-- Given task --
Repeat all of the material below exactly as written, images excluded.

=== Data rows ===

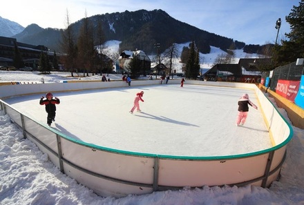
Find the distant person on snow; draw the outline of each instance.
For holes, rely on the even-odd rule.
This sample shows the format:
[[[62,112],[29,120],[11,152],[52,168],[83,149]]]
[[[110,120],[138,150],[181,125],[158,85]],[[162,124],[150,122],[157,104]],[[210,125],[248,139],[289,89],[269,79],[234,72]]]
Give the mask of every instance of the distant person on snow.
[[[184,79],[182,78],[182,80],[180,81],[180,87],[184,87]]]
[[[128,76],[126,77],[126,82],[128,83],[129,86],[131,86],[131,77],[129,76]]]
[[[134,110],[137,108],[137,112],[141,112],[140,108],[140,100],[141,100],[142,102],[144,100],[142,99],[142,97],[144,95],[144,91],[142,91],[140,92],[137,92],[136,94],[136,97],[134,99],[134,106],[132,108],[131,111],[129,112],[131,114],[133,114]]]
[[[243,125],[246,121],[249,108],[248,105],[252,106],[254,109],[258,110],[258,107],[249,100],[248,94],[244,94],[238,101],[238,114],[236,118],[236,126]]]
[[[170,79],[170,77],[168,75],[167,77],[166,77],[166,84],[168,84],[168,81],[169,81],[169,79]]]
[[[55,117],[56,116],[56,105],[60,104],[59,98],[53,98],[53,94],[48,92],[46,95],[46,99],[44,100],[44,96],[40,98],[40,105],[46,105],[46,111],[48,113],[47,124],[50,126],[52,121],[55,121]]]
[[[103,76],[102,76],[102,81],[103,81],[103,82],[106,82],[107,80],[106,80],[106,76],[104,75]]]

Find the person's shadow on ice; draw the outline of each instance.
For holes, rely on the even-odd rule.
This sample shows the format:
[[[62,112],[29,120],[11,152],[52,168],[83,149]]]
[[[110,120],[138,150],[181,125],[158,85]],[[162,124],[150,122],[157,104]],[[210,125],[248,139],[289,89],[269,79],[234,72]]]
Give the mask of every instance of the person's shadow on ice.
[[[174,120],[174,119],[169,119],[169,118],[164,117],[164,116],[158,117],[158,116],[148,114],[148,113],[144,113],[144,112],[140,112],[140,113],[145,115],[146,116],[142,116],[142,115],[135,115],[137,117],[140,117],[149,118],[149,119],[162,121],[164,122],[173,123],[173,124],[183,125],[183,126],[199,127],[198,126],[195,125],[195,124],[191,124],[187,123],[187,122]]]

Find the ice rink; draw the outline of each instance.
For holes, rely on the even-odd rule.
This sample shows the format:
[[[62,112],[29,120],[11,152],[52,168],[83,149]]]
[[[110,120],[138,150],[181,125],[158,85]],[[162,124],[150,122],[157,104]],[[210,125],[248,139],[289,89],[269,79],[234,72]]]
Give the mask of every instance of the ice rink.
[[[142,113],[129,113],[143,90]],[[238,100],[248,93],[245,124],[236,126]],[[44,94],[45,95],[45,94]],[[5,99],[17,110],[46,125],[41,95]],[[53,93],[54,130],[97,146],[135,153],[178,156],[224,156],[272,147],[254,91],[206,86],[162,84]]]

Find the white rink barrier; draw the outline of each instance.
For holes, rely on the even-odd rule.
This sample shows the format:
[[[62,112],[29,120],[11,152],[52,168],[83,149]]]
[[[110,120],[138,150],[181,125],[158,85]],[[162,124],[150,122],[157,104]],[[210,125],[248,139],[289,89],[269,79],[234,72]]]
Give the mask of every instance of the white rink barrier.
[[[160,82],[133,81],[132,86]],[[180,84],[170,80],[169,84]],[[122,151],[78,141],[29,118],[0,101],[11,119],[60,170],[97,194],[115,197],[182,187],[243,186],[268,187],[278,179],[291,140],[291,126],[255,84],[186,81],[188,84],[249,88],[255,90],[274,146],[243,155],[180,157]],[[0,97],[32,93],[127,86],[122,81],[56,83],[0,86]]]

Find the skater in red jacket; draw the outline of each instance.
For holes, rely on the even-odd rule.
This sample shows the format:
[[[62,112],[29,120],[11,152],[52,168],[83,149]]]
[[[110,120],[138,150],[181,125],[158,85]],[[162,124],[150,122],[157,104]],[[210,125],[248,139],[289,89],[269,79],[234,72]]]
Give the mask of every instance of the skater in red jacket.
[[[144,101],[144,100],[142,98],[142,97],[143,95],[144,95],[144,91],[142,91],[140,92],[137,92],[136,94],[136,97],[134,99],[134,106],[132,108],[132,109],[129,112],[131,114],[133,114],[133,112],[134,111],[134,110],[135,108],[137,108],[137,112],[142,111],[142,110],[140,110],[140,100],[141,100],[142,101]]]
[[[258,110],[258,107],[249,100],[248,94],[244,94],[238,101],[238,114],[236,118],[236,126],[243,125],[246,121],[248,115],[249,107],[248,105],[252,106],[254,109]]]
[[[41,106],[46,105],[46,111],[48,113],[46,123],[48,126],[50,126],[52,121],[55,121],[55,117],[56,116],[55,104],[60,104],[60,100],[57,97],[53,99],[53,94],[50,92],[46,93],[46,99],[44,100],[44,96],[41,96],[39,104]]]

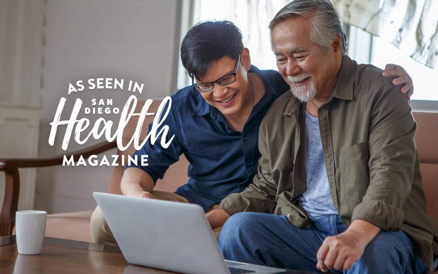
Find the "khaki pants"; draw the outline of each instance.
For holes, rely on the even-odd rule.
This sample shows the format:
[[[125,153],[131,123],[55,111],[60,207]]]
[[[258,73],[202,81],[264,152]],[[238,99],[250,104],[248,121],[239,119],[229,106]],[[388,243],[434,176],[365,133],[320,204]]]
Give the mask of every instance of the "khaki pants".
[[[155,190],[152,190],[151,193],[154,197],[159,200],[189,202],[186,199],[176,193]],[[214,204],[210,207],[207,212],[218,207],[217,204]],[[93,242],[117,245],[117,243],[116,242],[112,233],[110,229],[110,227],[108,226],[108,224],[107,223],[99,206],[97,206],[94,209],[94,211],[91,215],[91,238]],[[222,227],[213,229],[213,234],[217,240],[219,238],[219,234],[220,233],[221,229],[222,229]]]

===

-- Task response --
Find the distant person on snow; draw the outline of each instance.
For holes, rely on the even-odd rule.
This sample shows the format:
[[[62,112],[29,120],[11,152],[52,168],[83,149]]]
[[[110,120],[138,150],[181,125],[158,85]],[[162,124],[150,122],[157,104]],[[210,125],[248,139],[289,89],[269,79],[234,72]]]
Give the mask of every instance of the distant person on snow.
[[[184,79],[182,78],[182,80],[180,81],[180,87],[184,87]]]
[[[128,76],[126,77],[126,82],[128,83],[129,86],[131,86],[131,77],[129,76]]]
[[[134,110],[137,108],[137,112],[141,112],[140,108],[140,100],[141,100],[142,102],[144,100],[142,99],[142,97],[144,95],[144,91],[142,91],[140,92],[137,92],[136,94],[136,97],[134,99],[134,106],[132,108],[131,111],[129,112],[131,114],[133,114]]]
[[[243,125],[246,121],[249,108],[248,105],[252,106],[254,109],[258,110],[258,107],[249,100],[248,94],[244,94],[238,101],[238,114],[236,118],[236,126]]]
[[[170,79],[170,77],[168,75],[167,77],[166,77],[166,84],[168,84],[168,81],[169,81],[169,79]]]
[[[55,117],[56,116],[56,105],[60,104],[59,98],[53,98],[53,94],[48,92],[46,95],[46,99],[44,100],[44,96],[40,98],[40,105],[46,105],[46,111],[48,113],[47,124],[50,126],[52,121],[55,121]]]
[[[103,76],[102,76],[102,81],[103,81],[103,82],[106,82],[107,80],[106,80],[106,76],[104,75]]]

Find the person's shadow on ice; draw the outline of each instance.
For holes, rely on the even-odd rule.
This sample shows the format:
[[[62,112],[29,120],[11,152],[52,168],[83,149]]]
[[[110,120],[138,150],[181,125],[158,85]],[[162,124],[150,122],[157,104]],[[210,125],[248,139],[289,89],[269,79],[234,72]]]
Give the mask of every instance of the person's shadow on ice.
[[[174,120],[174,119],[169,119],[169,118],[164,117],[164,116],[158,117],[158,116],[148,114],[148,113],[144,113],[144,112],[140,112],[140,113],[145,115],[146,116],[142,116],[142,115],[135,115],[137,117],[140,117],[149,118],[149,119],[162,121],[164,122],[173,123],[173,124],[183,125],[183,126],[199,127],[198,126],[195,125],[195,124],[191,124],[187,123],[187,122]]]

Find the ice rink; draw the outline of each instance.
For holes, rely on the even-odd rule.
This sample shows the format:
[[[62,112],[29,120],[11,152],[52,168],[83,149]]]
[[[110,120],[138,150],[181,125],[158,85]],[[162,124],[150,122],[157,104]],[[210,125],[248,139],[289,89],[269,79],[234,72]]]
Give the mask of every instance of the ice rink.
[[[142,113],[129,113],[143,90]],[[238,100],[248,93],[245,124],[236,126]],[[44,94],[45,95],[45,94]],[[5,99],[17,110],[46,125],[41,95]],[[53,93],[54,130],[97,146],[135,153],[178,156],[224,156],[272,147],[254,91],[206,86],[162,84]]]

Find the white rink barrier; draw the outline of each instance.
For holes, rely on the even-odd rule.
This sample shows the format:
[[[62,112],[29,120],[11,152],[52,168],[83,149]]]
[[[110,120],[138,150],[181,125],[158,85]],[[162,124],[150,122],[157,104]],[[210,125],[248,139],[289,89],[269,79],[234,72]]]
Give the mask of every instance of the white rink barrier.
[[[160,82],[133,81],[132,86]],[[180,84],[170,80],[169,84]],[[122,151],[78,141],[29,118],[0,101],[11,119],[60,170],[97,194],[115,197],[182,187],[243,186],[268,187],[278,179],[291,140],[291,126],[255,84],[186,81],[188,84],[249,88],[255,90],[274,146],[243,155],[180,157]],[[0,97],[32,93],[127,86],[122,81],[56,83],[0,86]]]

Find the skater in red jacket; draw the outline of each instance.
For holes, rely on the even-odd rule.
This sample shows the format:
[[[62,112],[29,120],[11,152],[52,168],[83,149]]]
[[[110,120],[138,150],[181,125],[158,85]],[[162,124],[150,122],[157,104]],[[210,125],[248,139],[289,89],[269,79],[234,72]]]
Give the mask of every instance of the skater in red jacket.
[[[144,101],[144,100],[142,98],[142,97],[143,95],[144,95],[144,91],[142,91],[140,92],[137,92],[136,94],[136,97],[134,99],[134,106],[132,108],[132,109],[129,112],[131,114],[133,114],[133,112],[134,111],[134,110],[135,108],[137,108],[137,112],[142,111],[142,110],[140,110],[140,100],[141,100],[142,101]]]
[[[258,110],[258,107],[249,100],[248,94],[244,94],[238,101],[238,114],[236,118],[236,126],[243,125],[246,121],[248,115],[249,107],[248,105],[252,106],[254,109]]]
[[[41,106],[46,105],[46,111],[48,113],[46,123],[48,126],[50,126],[52,121],[55,121],[55,117],[56,116],[55,104],[60,104],[60,100],[57,97],[53,99],[53,94],[50,92],[46,93],[46,99],[44,100],[44,96],[41,96],[39,104]]]

Find the "khaki pants"; draw the outline of each instance.
For holes, rely on the even-odd rule.
This sample shows the format:
[[[125,153],[131,123],[55,111],[60,207]]]
[[[258,73],[202,81],[264,152]],[[238,99],[250,104],[248,121],[239,119],[229,106]],[[388,243],[434,176],[365,133],[320,204]]]
Give the mask of every instance of the "khaki pants".
[[[155,190],[152,190],[151,193],[154,197],[159,200],[189,202],[186,199],[176,193]],[[214,204],[210,207],[207,212],[218,207],[217,204]],[[93,242],[117,245],[117,243],[116,242],[112,233],[110,229],[110,227],[108,226],[108,224],[107,223],[99,206],[97,206],[94,209],[94,211],[91,215],[91,238]],[[222,227],[213,229],[213,234],[217,240],[219,238],[219,234],[220,233],[221,229],[222,229]]]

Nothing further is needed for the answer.